* **EXERCISE DETAILS**:
Extract every line of the material below that contains the string "flower" and copy each such line in full. Matching is case-sensitive.
------ GIVEN RECORDS
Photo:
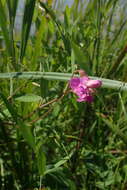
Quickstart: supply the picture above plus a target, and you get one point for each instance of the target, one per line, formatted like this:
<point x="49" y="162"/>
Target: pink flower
<point x="83" y="87"/>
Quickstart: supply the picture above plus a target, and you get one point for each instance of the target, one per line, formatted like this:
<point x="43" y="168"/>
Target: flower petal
<point x="74" y="82"/>
<point x="93" y="83"/>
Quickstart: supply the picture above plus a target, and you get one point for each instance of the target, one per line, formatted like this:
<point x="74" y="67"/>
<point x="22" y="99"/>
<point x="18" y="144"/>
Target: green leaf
<point x="3" y="25"/>
<point x="29" y="98"/>
<point x="12" y="7"/>
<point x="27" y="134"/>
<point x="25" y="130"/>
<point x="26" y="25"/>
<point x="81" y="58"/>
<point x="41" y="162"/>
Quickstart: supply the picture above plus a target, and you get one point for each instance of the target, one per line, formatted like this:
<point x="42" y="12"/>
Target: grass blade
<point x="26" y="25"/>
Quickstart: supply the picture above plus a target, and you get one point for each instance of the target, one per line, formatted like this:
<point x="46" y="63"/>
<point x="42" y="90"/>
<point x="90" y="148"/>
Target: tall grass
<point x="51" y="142"/>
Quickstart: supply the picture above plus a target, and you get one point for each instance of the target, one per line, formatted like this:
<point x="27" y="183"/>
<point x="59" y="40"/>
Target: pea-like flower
<point x="84" y="87"/>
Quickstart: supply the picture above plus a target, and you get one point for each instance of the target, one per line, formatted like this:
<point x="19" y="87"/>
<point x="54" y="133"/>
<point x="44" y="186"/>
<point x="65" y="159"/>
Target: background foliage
<point x="63" y="145"/>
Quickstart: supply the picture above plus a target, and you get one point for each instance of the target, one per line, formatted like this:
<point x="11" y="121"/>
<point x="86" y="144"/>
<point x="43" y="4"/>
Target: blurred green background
<point x="64" y="145"/>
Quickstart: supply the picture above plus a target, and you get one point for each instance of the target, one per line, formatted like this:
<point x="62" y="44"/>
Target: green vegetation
<point x="48" y="140"/>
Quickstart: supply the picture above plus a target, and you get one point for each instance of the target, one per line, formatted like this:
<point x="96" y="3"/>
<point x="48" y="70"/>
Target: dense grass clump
<point x="48" y="140"/>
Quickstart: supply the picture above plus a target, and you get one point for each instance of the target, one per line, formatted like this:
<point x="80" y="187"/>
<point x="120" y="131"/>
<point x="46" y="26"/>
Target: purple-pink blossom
<point x="84" y="87"/>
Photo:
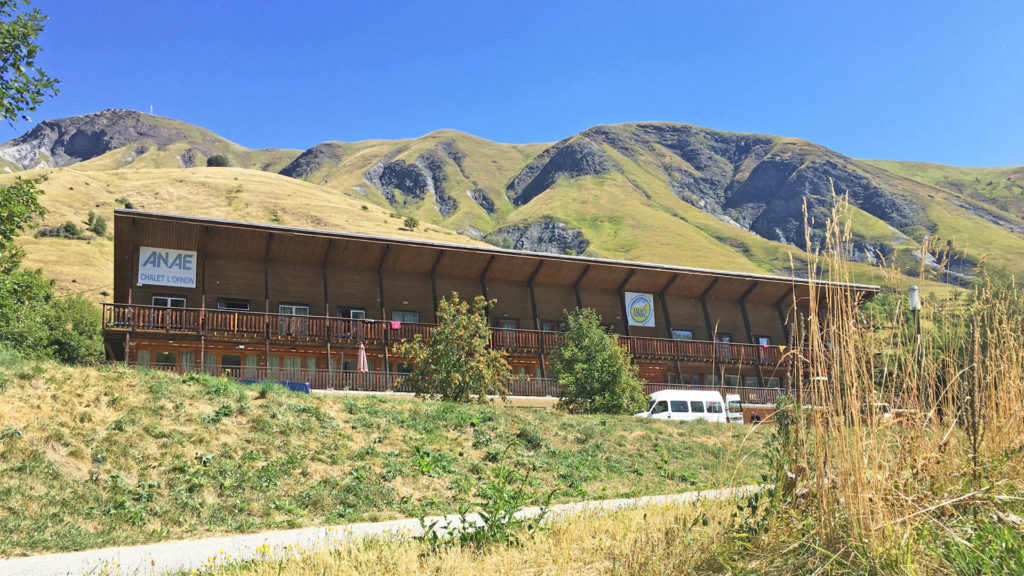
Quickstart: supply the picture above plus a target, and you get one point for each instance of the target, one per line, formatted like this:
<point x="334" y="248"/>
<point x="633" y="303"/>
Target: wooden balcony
<point x="315" y="330"/>
<point x="391" y="381"/>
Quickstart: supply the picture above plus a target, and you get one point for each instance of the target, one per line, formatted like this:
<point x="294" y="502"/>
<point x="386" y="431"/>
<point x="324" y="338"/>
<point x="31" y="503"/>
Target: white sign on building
<point x="640" y="309"/>
<point x="161" y="266"/>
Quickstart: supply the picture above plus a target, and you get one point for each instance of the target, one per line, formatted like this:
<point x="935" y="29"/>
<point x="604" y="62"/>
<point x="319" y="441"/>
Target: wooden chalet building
<point x="263" y="301"/>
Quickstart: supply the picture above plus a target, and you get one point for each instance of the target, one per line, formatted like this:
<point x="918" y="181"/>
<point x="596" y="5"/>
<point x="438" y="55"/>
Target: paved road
<point x="189" y="554"/>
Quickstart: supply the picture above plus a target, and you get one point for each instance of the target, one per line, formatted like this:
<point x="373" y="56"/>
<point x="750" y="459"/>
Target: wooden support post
<point x="202" y="311"/>
<point x="668" y="323"/>
<point x="707" y="314"/>
<point x="781" y="316"/>
<point x="380" y="292"/>
<point x="327" y="313"/>
<point x="622" y="302"/>
<point x="576" y="286"/>
<point x="483" y="285"/>
<point x="537" y="318"/>
<point x="433" y="281"/>
<point x="750" y="332"/>
<point x="266" y="296"/>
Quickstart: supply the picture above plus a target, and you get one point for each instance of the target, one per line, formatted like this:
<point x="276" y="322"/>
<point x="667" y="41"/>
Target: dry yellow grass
<point x="653" y="540"/>
<point x="87" y="266"/>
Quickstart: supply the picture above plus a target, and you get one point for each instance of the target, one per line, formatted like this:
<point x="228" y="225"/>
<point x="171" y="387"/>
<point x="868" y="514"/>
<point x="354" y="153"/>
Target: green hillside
<point x="652" y="192"/>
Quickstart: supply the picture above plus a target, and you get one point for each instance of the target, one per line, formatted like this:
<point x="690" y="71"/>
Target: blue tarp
<point x="296" y="386"/>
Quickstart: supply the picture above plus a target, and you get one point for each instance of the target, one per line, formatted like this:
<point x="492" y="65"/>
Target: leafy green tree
<point x="594" y="373"/>
<point x="98" y="227"/>
<point x="19" y="207"/>
<point x="457" y="363"/>
<point x="23" y="84"/>
<point x="217" y="160"/>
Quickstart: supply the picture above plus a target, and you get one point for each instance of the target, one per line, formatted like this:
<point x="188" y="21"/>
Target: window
<point x="294" y="326"/>
<point x="231" y="363"/>
<point x="404" y="316"/>
<point x="167" y="360"/>
<point x="252" y="367"/>
<point x="169" y="301"/>
<point x="233" y="303"/>
<point x="350" y="313"/>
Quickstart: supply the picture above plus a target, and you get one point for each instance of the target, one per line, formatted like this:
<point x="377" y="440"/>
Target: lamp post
<point x="913" y="295"/>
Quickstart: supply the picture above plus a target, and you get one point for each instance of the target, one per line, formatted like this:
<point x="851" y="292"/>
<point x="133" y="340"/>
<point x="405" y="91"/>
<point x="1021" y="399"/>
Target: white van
<point x="687" y="405"/>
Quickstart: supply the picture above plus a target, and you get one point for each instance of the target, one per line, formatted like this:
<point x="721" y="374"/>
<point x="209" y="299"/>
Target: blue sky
<point x="931" y="81"/>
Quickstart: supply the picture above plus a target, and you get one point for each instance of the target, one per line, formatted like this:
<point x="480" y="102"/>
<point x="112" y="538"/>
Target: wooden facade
<point x="278" y="302"/>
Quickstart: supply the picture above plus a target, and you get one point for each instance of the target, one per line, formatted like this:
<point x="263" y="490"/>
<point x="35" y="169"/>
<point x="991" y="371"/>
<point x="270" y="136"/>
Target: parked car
<point x="686" y="405"/>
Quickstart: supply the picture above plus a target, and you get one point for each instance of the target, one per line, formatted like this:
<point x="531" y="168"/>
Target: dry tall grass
<point x="938" y="489"/>
<point x="863" y="492"/>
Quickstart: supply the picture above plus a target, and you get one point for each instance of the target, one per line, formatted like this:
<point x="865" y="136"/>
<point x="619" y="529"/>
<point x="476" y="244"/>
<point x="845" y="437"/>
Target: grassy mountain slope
<point x="100" y="456"/>
<point x="654" y="192"/>
<point x="87" y="265"/>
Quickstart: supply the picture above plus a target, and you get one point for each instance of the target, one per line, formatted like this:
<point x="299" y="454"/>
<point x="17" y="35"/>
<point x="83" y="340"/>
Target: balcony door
<point x="294" y="324"/>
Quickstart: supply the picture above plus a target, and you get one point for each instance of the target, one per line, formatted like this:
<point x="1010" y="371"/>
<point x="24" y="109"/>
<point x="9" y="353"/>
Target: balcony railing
<point x="391" y="381"/>
<point x="233" y="325"/>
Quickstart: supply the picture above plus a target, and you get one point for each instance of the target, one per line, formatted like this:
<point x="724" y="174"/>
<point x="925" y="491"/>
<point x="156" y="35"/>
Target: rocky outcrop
<point x="68" y="140"/>
<point x="312" y="160"/>
<point x="546" y="235"/>
<point x="570" y="158"/>
<point x="425" y="178"/>
<point x="757" y="182"/>
<point x="482" y="199"/>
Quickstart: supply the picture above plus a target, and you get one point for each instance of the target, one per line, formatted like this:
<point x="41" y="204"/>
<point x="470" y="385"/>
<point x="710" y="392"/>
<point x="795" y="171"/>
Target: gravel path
<point x="194" y="554"/>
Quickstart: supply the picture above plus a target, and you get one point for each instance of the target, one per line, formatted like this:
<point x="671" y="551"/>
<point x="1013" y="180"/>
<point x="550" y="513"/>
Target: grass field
<point x="92" y="457"/>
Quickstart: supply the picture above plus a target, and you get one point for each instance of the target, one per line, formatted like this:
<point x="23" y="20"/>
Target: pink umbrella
<point x="360" y="364"/>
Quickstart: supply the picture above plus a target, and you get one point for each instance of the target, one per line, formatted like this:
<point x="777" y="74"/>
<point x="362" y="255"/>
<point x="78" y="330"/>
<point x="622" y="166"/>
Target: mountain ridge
<point x="655" y="191"/>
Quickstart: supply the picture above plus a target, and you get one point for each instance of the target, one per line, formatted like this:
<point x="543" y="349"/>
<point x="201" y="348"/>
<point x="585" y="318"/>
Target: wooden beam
<point x="576" y="286"/>
<point x="622" y="301"/>
<point x="537" y="318"/>
<point x="704" y="307"/>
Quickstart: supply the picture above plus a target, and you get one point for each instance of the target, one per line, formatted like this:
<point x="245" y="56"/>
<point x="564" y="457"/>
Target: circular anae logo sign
<point x="640" y="309"/>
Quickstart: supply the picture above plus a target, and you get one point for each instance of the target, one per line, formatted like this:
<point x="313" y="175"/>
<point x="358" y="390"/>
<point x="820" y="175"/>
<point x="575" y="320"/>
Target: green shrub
<point x="217" y="161"/>
<point x="457" y="363"/>
<point x="594" y="373"/>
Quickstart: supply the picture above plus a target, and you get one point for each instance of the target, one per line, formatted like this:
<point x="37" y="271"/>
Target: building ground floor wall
<point x="283" y="361"/>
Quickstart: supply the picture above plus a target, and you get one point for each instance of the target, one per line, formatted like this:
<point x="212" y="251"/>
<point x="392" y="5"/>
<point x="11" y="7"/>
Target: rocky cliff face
------------
* **SOLVED PROBLEM**:
Target: pink flower
Target: flower petal
Target: pea-like flower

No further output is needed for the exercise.